----- Extrait -----

# Fin de vie des PBG4 ?



## lamiredodo (2 Février 2010)

Bonjour à tous,

Intitulé un peu provoc', mais effectivement j'ai plusieurs retours d'expériences de PBG4 sous 10.4 qui après nous avoir rendu moultes et moultes services (5 ans de moyenne d'âge) montrent des signes de fatigue qui "agacent" de plus en plus. 
Pourtant ceux sont des machines régulièrement entretenus via Onyx dont la mémoire a été boosté (2Go pour moi) dont les DD ont été changé, mais ils semblent en fin de vie : notamment sur Internet où les vidéos ressemblent toutes à des powerpoint (à peu prés nikel pour le son, mais l'image ne suit pas) et le mutli-tâches est problématique car la saisie du texte ressemble de plus en plus à de la machine à écrire pour ce qui est de l'affichage des caractères.

----- Données extraites -----

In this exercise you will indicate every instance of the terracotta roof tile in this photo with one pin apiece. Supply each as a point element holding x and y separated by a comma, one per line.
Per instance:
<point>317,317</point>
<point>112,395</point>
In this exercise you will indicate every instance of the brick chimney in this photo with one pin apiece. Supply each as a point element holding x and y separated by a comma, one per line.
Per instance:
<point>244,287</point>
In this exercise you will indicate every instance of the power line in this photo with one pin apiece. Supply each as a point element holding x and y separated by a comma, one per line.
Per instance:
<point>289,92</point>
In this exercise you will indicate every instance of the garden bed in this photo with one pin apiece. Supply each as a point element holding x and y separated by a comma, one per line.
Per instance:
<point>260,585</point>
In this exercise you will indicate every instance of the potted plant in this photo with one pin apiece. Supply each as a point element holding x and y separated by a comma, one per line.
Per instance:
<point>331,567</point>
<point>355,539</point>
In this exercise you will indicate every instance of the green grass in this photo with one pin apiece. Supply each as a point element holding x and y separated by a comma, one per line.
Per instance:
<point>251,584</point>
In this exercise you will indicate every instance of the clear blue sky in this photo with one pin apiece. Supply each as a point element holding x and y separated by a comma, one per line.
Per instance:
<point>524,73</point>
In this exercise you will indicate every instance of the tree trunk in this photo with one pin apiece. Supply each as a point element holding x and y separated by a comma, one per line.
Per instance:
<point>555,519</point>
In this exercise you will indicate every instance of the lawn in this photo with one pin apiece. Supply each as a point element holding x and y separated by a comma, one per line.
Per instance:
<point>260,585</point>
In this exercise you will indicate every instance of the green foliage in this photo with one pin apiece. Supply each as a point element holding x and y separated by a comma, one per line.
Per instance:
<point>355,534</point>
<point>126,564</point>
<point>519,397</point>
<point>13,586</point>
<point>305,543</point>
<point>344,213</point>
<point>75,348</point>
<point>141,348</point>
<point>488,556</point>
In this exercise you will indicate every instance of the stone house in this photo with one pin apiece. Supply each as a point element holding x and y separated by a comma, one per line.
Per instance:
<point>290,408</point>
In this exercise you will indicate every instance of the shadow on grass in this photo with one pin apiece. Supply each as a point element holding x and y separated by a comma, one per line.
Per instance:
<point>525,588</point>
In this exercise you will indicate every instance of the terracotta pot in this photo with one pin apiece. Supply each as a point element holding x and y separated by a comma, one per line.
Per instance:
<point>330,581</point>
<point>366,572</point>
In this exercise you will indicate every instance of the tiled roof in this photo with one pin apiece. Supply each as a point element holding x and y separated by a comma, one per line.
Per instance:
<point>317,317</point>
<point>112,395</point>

-----

§ **Consignes**
a: Extrayez l'intégralité du fil sur la fin de vie des PBG4, sans en changer un seul caractère.
b: Réécrivez les lignes de données en partant de la première et en terminant par celle qui contient "<point>289,92</point>", les deux incluses. Remplacez "photo" par "image" et laissez tout le reste intact.

§ **Réponses par consigne**
a:
# Fin de vie des PBG4 ?



## lamiredodo (2 Février 2010)

Bonjour à tous,

Intitulé un peu provoc', mais effectivement j'ai plusieurs retours d'expériences de PBG4 sous 10.4 qui après nous avoir rendu moultes et moultes services (5 ans de moyenne d'âge) montrent des signes de fatigue qui "agacent" de plus en plus. 
Pourtant ceux sont des machines régulièrement entretenus via Onyx dont la mémoire a été boosté (2Go pour moi) dont les DD ont été changé, mais ils semblent en fin de vie : notamment sur Internet où les vidéos ressemblent toutes à des powerpoint (à peu prés nikel pour le son, mais l'image ne suit pas) et le mutli-tâches est problématique car la saisie du texte ressemble de plus en plus à de la machine à écrire pour ce qui est de l'affichage des caractères.

b:
In this exercise you will indicate every instance of the terracotta roof tile in this image with one pin apiece. Supply each as a point element holding x and y separated by a comma, one per line.
Per instance:
<point>317,317</point>
<point>112,395</point>
In this exercise you will indicate every instance of the brick chimney in this image with one pin apiece. Supply each as a point element holding x and y separated by a comma, one per line.
Per instance:
<point>244,287</point>
In this exercise you will indicate every instance of the power line in this image with one pin apiece. Supply each as a point element holding x and y separated by a comma, one per line.
Per instance:
<point>289,92</point>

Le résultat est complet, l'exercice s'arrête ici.